▸ **Task goal**: Begin the copy at the line containing "Target: person with backpack" and end it at the final line of the material below, reproducing each line exactly, without images.

▸ **Photo object pointing records**:
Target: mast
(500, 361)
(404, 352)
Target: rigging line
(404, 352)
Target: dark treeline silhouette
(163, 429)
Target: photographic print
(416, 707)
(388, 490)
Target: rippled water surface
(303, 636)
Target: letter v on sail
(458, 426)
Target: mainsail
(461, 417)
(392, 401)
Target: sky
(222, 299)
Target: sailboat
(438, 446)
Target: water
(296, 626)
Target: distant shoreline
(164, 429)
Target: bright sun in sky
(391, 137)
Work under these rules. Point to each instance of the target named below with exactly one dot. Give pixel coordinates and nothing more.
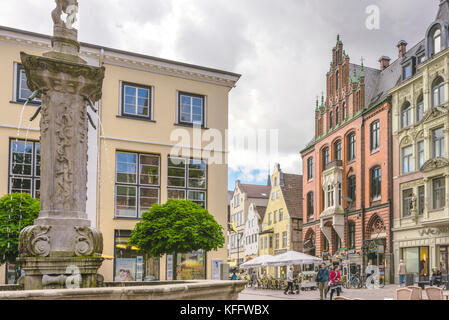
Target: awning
(293, 258)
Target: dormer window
(437, 92)
(406, 115)
(437, 41)
(407, 71)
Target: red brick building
(347, 173)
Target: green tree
(17, 211)
(179, 226)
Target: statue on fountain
(62, 246)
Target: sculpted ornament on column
(69, 7)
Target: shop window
(130, 264)
(190, 266)
(417, 261)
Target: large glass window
(191, 108)
(130, 264)
(438, 143)
(375, 135)
(136, 100)
(439, 193)
(438, 92)
(406, 115)
(407, 164)
(137, 183)
(187, 179)
(190, 266)
(407, 196)
(351, 147)
(24, 167)
(376, 183)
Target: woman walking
(335, 281)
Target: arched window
(351, 147)
(420, 108)
(325, 157)
(376, 183)
(337, 150)
(337, 85)
(375, 135)
(337, 116)
(310, 206)
(438, 92)
(406, 115)
(436, 41)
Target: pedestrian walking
(322, 280)
(289, 281)
(254, 279)
(335, 281)
(402, 271)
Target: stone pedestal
(62, 242)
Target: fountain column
(61, 249)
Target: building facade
(252, 230)
(347, 200)
(421, 161)
(138, 156)
(244, 197)
(282, 224)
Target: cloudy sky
(281, 48)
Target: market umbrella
(293, 258)
(257, 262)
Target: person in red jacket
(335, 281)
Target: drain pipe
(99, 145)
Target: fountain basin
(177, 290)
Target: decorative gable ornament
(433, 164)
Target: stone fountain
(61, 249)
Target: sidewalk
(388, 292)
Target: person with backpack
(322, 280)
(335, 281)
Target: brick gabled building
(347, 171)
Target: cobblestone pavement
(386, 293)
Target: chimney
(402, 46)
(384, 62)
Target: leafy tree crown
(178, 226)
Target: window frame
(137, 184)
(203, 113)
(186, 187)
(150, 89)
(33, 177)
(375, 135)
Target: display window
(130, 264)
(190, 266)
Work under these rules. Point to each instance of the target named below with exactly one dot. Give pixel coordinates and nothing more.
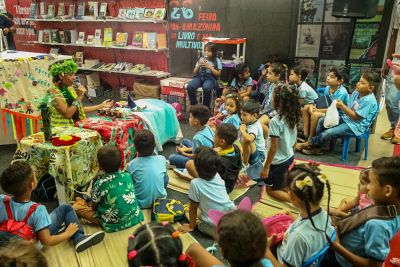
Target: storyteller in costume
(66, 107)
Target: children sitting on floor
(231, 162)
(242, 239)
(148, 171)
(198, 118)
(252, 138)
(19, 180)
(358, 115)
(156, 244)
(114, 204)
(368, 244)
(281, 140)
(362, 200)
(312, 231)
(335, 91)
(206, 192)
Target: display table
(116, 131)
(72, 166)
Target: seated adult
(66, 101)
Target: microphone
(76, 86)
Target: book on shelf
(93, 9)
(151, 40)
(81, 10)
(79, 58)
(108, 35)
(139, 12)
(137, 40)
(55, 37)
(161, 40)
(50, 11)
(33, 11)
(103, 10)
(121, 39)
(130, 13)
(61, 10)
(159, 13)
(148, 13)
(122, 13)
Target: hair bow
(300, 184)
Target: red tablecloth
(116, 131)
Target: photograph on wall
(365, 42)
(311, 11)
(311, 65)
(328, 13)
(308, 40)
(335, 41)
(324, 66)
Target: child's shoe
(89, 240)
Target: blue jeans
(392, 98)
(65, 214)
(178, 160)
(208, 82)
(324, 135)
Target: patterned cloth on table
(116, 131)
(73, 166)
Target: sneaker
(312, 151)
(89, 240)
(388, 135)
(396, 140)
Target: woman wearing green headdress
(66, 107)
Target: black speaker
(354, 8)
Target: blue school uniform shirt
(211, 195)
(307, 93)
(278, 127)
(233, 119)
(39, 220)
(208, 71)
(204, 137)
(365, 107)
(148, 176)
(302, 240)
(242, 86)
(370, 240)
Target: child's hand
(185, 228)
(72, 229)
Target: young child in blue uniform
(358, 115)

▸ **Exercise solution**:
Target: person with backpack
(322, 280)
(335, 281)
Target: brick gabled building
(347, 171)
Target: cobblestone pavement
(386, 293)
Target: chimney
(402, 46)
(384, 62)
Target: leafy tree crown
(178, 226)
Target: window frame
(137, 184)
(203, 113)
(186, 187)
(150, 89)
(33, 177)
(375, 135)
Target: display window
(130, 264)
(190, 266)
Work under these rules. Point to each instance of the target named below with exactly one dot. Give pixel coordinates and nothing more.
Target: storyteller in costume
(66, 107)
Target: children sitting on floor
(231, 162)
(242, 239)
(148, 171)
(198, 118)
(252, 138)
(19, 180)
(358, 115)
(156, 244)
(114, 204)
(368, 244)
(281, 140)
(362, 200)
(312, 231)
(335, 91)
(206, 192)
Target: display table
(116, 131)
(72, 166)
Target: seated adult
(66, 101)
Target: microphone
(76, 86)
Target: book on shelf
(93, 9)
(151, 40)
(81, 10)
(79, 58)
(108, 35)
(139, 12)
(137, 40)
(55, 37)
(161, 40)
(50, 11)
(33, 11)
(103, 10)
(121, 39)
(130, 13)
(61, 10)
(159, 13)
(148, 13)
(122, 13)
Target: hair bow
(300, 184)
Target: red tablecloth
(116, 131)
Target: photograph on wall
(365, 42)
(311, 11)
(311, 65)
(328, 13)
(308, 40)
(335, 41)
(324, 66)
Target: child's shoe
(89, 240)
Target: blue jeans
(392, 98)
(65, 214)
(178, 160)
(208, 82)
(324, 135)
Target: patterned cloth on table
(116, 131)
(73, 166)
Target: sneaker
(312, 151)
(89, 240)
(388, 135)
(396, 140)
Target: woman wearing green headdress
(66, 107)
Target: black speaker
(354, 8)
Target: blue school uniform shirt
(211, 195)
(307, 93)
(278, 127)
(233, 119)
(39, 220)
(208, 71)
(204, 137)
(365, 107)
(148, 176)
(302, 240)
(242, 86)
(370, 240)
Target: child's hand
(185, 228)
(72, 229)
Target: young child in blue uniform
(358, 115)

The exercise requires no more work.